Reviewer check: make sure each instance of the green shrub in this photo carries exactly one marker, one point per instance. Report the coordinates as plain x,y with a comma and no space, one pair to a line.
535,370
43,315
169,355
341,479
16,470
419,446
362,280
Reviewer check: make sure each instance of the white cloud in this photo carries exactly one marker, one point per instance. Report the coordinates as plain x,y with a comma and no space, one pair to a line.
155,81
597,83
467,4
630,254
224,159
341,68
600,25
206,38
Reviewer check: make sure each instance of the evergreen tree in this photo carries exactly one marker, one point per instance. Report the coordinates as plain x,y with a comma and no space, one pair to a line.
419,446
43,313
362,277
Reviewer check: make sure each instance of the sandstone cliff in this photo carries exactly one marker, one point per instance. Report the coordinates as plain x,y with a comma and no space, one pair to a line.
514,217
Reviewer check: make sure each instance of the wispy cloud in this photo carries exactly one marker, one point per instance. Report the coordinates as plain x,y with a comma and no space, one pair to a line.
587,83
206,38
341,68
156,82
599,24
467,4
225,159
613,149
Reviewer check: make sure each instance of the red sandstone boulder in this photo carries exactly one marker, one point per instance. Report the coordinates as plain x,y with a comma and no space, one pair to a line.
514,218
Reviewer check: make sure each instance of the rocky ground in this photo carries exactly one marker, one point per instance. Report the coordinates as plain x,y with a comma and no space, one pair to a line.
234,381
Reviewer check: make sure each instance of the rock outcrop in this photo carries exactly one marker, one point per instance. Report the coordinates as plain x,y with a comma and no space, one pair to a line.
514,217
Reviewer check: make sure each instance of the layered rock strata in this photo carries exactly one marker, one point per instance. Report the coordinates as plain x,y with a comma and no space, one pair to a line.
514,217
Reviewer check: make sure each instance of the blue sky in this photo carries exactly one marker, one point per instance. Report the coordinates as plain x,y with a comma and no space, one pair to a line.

■ **EXERCISE GOAL**
Copy the rows again from the one containing "Reviewer check: make sure each instance of the rock outcrop" through the end of the rows, with "marker" changed to "pin" and nothing else altered.

■ **ANSWER FOR THIS EXERCISE**
Reviewer check: make sure each instance of the rock outcrop in this photo carries exactly one pin, one point per instance. Report the coordinates as plain x,y with a comma and no space, one pair to a line.
514,217
Reviewer check: make sure each instance of the layered rock strata in this photo carries exactly one pin, one point per instance. Report the coordinates as plain x,y with a comma and no space, one pair to a line.
514,217
Reviewer check: make sure each instance of the blue sky in this photo carries exactly one pin, one point per instance. Report the coordinates as plain x,y with a comma and no space, one pair to a line.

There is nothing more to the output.